→ **Quoted text**:
>>

## Reading 1st party Data
For the purpose of this demo, we created a synthetic portfolio we know match with subset records we have from Factset and information we get from Bloomberg. This resulted in a portolio of 31 US base equities across multiple sectors. No efforts were done optimizing this portfolio for market performance.

In [0]:
lakehouse_catalog = 'financial_services'
lakehouse_database = 'investment_analytics'
bloomberg_entity_table = 'bloomberg_entity'
lakehouse_table = 'equity_portfolio'
lakehouse_function = 'get_portfolio_data'

In [0]:
import pandas as pd
portfolio = pd.read_json('portfolio.json')
portfolio = spark.createDataFrame(pd.read_json('portfolio.json'))

In [0]:
# Let's join our portfolio with bloomberg data for sector / industry and company description
bloomberg_entity = spark.table(f'{lakehouse_catalog}.{lakehouse_database}.{bloomberg_entity_table}')
display(bloomberg_entity)

In [0]:
from pyspark.sql import functions as F

@F.udf('string')
def get_ticker(identifier):
  # US equity only in that example portfolio
  return '{}-US'.format(identifier.split(' ')[0])

portfolio_df = (
  portfolio
    .withColumn('TICKER', get_ticker('ticker'))
    .join(bloomberg_entity, on='TICKER', how='inner')
    .distinct()
    .select(
      F.col('TICKER').alias('ticker'),
      F.col('LONG_COMP_NAME').alias('company_name'),
      F.col('INDUSTRY_GROUP').alias('industry'),
      F.col('INDUSTRY_SUBGROUP').alias('sector'),
      F.col('CNTRY_OF_DOMICILE').alias('country_of_domicile'),
      F.col('CIE_DES').alias('company_description'),
      F.col('number_of_shares').alias('number_of_shares')
    )
)

In [0]:
display(portfolio_df)

In [0]:
portfolio_df.write.mode('overwrite').saveAsTable(f'{lakehouse_catalog}.{lakehouse_database}.{lakehouse_table}')

In [0]:
_ = sql(f'''CREATE OR REPLACE FUNCTION {lakehouse_catalog}.{lakehouse_database}.{lakehouse_function}()
RETURNS STRING
LANGUAGE SQL
COMMENT 'Return US equity portfolio with ticker information, company name, sectors and active positions'
RETURN SELECT 
COLLECT_LIST(TO_JSON(STRUCT(identifier, ticker, company_name, industry, sector, number_of_shares)))
FROM {lakehouse_catalog}.{lakehouse_database}.{lakehouse_table}
GROUP BY ALL''')

<<

→ **Directive 1**: Reproduce the portfolio notebook from "RETURNS STRING" up to and including "GROUP BY ALL''')".

→ **Dataset records**:
>>

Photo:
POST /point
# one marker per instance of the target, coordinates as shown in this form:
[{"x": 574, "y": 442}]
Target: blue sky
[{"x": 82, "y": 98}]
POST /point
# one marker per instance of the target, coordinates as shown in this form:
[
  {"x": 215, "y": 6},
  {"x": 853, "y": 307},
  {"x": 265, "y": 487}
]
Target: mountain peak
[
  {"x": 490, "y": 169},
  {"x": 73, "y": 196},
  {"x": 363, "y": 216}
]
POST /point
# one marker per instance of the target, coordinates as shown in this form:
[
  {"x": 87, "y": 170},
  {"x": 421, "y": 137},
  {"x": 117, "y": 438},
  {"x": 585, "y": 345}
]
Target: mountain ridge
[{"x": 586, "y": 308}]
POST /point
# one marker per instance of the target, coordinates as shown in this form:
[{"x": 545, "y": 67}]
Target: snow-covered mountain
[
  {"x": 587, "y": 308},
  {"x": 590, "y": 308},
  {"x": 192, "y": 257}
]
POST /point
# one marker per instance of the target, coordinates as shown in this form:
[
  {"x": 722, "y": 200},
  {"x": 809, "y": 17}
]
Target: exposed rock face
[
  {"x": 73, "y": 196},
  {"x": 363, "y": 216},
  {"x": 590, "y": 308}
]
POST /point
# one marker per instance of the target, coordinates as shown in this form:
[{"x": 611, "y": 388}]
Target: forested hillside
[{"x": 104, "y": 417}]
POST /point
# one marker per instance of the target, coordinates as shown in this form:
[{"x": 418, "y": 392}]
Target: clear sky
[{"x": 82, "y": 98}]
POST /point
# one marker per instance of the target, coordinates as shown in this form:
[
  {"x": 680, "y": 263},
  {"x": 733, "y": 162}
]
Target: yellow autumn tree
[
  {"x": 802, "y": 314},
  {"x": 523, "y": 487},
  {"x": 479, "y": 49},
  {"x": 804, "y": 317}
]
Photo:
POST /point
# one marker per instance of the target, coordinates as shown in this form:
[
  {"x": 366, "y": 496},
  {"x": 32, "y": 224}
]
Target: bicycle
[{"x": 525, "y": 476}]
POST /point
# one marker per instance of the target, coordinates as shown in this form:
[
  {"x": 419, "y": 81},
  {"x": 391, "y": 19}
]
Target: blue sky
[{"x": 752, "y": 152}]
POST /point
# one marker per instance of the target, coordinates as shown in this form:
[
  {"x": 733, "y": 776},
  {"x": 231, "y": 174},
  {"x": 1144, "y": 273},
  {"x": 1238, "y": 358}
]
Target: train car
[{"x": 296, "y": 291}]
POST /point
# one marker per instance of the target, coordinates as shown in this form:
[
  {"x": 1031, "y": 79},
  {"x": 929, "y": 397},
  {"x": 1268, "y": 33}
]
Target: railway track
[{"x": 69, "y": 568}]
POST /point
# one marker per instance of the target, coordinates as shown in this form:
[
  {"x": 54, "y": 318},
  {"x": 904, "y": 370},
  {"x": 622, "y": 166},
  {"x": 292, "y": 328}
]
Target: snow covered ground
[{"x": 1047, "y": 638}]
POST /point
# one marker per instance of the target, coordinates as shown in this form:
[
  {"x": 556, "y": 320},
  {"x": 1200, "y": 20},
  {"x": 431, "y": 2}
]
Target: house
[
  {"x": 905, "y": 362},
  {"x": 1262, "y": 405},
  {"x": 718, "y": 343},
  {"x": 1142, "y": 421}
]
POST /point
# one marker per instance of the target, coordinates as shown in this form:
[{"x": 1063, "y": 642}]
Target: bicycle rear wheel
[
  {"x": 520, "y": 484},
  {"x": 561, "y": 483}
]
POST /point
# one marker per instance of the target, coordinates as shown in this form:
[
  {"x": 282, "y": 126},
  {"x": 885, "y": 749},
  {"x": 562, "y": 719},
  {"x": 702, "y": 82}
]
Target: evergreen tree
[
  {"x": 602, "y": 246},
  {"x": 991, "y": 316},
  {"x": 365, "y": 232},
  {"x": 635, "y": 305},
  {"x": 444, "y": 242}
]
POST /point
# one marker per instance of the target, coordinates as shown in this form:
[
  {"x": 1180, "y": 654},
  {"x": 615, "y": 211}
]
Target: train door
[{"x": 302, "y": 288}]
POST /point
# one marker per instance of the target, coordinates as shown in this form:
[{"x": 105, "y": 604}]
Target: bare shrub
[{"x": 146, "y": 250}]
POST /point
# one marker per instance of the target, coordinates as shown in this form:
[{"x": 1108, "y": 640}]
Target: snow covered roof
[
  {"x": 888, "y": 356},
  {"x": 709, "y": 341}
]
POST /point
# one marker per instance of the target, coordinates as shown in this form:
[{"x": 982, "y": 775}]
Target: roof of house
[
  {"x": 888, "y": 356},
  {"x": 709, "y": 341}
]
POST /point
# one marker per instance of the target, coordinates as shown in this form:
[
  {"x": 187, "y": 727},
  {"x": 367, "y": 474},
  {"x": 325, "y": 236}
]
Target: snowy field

<<

→ **Directive 2**: Please list each line in the records that contains the string "tree". Case counts.

→ **Task result 1**:
RETURNS STRING
LANGUAGE SQL
COMMENT 'Return US equity portfolio with ticker information, company name, sectors and active positions'
RETURN SELECT 
COLLECT_LIST(TO_JSON(STRUCT(identifier, ticker, company_name, industry, sector, number_of_shares)))
FROM {lakehouse_catalog}.{lakehouse_database}.{lakehouse_table}
GROUP BY ALL''')

→ **Task result 2**:
Target: yellow autumn tree
Target: evergreen tree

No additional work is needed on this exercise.